*** Working data ***
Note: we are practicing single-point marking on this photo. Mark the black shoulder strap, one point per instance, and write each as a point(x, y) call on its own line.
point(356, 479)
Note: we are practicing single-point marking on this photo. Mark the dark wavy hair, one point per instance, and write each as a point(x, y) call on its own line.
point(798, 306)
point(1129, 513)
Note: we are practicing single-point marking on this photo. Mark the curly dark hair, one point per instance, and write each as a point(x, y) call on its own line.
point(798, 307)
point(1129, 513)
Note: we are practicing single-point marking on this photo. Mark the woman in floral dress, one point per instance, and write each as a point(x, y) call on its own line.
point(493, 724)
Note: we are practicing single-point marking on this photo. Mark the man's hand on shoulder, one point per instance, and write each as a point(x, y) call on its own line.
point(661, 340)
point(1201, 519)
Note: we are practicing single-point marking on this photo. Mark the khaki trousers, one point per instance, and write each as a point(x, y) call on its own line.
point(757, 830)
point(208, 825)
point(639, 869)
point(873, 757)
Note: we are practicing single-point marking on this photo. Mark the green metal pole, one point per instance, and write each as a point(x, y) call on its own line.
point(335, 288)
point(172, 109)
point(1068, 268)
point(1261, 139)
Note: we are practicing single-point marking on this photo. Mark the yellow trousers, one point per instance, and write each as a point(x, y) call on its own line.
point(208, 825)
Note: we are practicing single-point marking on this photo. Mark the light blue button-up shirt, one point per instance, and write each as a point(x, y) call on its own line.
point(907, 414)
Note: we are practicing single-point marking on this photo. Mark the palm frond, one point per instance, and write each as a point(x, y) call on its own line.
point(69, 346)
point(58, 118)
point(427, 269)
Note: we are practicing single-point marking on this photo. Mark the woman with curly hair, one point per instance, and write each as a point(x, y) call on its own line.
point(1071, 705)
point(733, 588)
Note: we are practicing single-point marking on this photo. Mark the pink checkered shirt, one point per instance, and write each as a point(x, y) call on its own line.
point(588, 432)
*** End of Working data ***
**Exercise brief**
Each entry shown above should be copied out exactly.

**Task response**
Note: we are practicing single-point marking on this photo. Mark the black shoulder strap, one point per instance, and write each as a point(x, y) call on its own line.
point(356, 479)
Note: we are practicing single-point marking on this photo. Mark the dark wavy hair, one point per instance, and write each as a point(x, y) call on its own line.
point(798, 306)
point(1129, 513)
Note: we are practicing single-point marking on this photo. Mark the curly dark hair, one point per instance, and write each as a point(x, y) call on its own line.
point(798, 307)
point(1129, 513)
Note: we are practicing single-point marking on this photo. Mark the woman in floral dress, one point per instance, and write each as a point(x, y) call on its own line.
point(493, 724)
Note: we are practicing single-point marking on this photo. Mark the man's hand on shoulder, one point per instance, and write each as a point(x, y) call on its own line.
point(661, 340)
point(1201, 519)
Note: we are practicing single-point marking on this photo. Mark the khaki trousers, one point per instance, and write each as a point(x, y) call on its own line.
point(757, 830)
point(208, 825)
point(639, 869)
point(873, 757)
Note: we are practicing single-point marking on this photo. Mark the green metal pole, one point per instance, and write each as a point(x, y) call on its own line.
point(335, 288)
point(172, 109)
point(1068, 268)
point(1261, 139)
Note: we are practicing single-point marking on this photo. Mark the yellow trousers, one point per instance, and write each as a point(x, y) call on its own line.
point(208, 825)
Note: we are practicing single-point marking on this photo. Mark the light blue button-up shirt, one point per instance, and write each as a point(x, y) call on its own line.
point(907, 414)
Note: we are practicing single-point marking on this photo. Mark the palm frond, one point per instance, and write each as a point(x, y) call on its own line.
point(69, 346)
point(58, 118)
point(427, 269)
Note: we are practicing single-point marking on this photo. Mark the woman with curly hair, one point per instance, and write each as a point(x, y) call on its own line.
point(1071, 705)
point(733, 588)
Note: we are practicing single-point marking on this photo. Mark the pink checkered shirt, one point per instance, and write each as a point(x, y) call on its own line.
point(588, 432)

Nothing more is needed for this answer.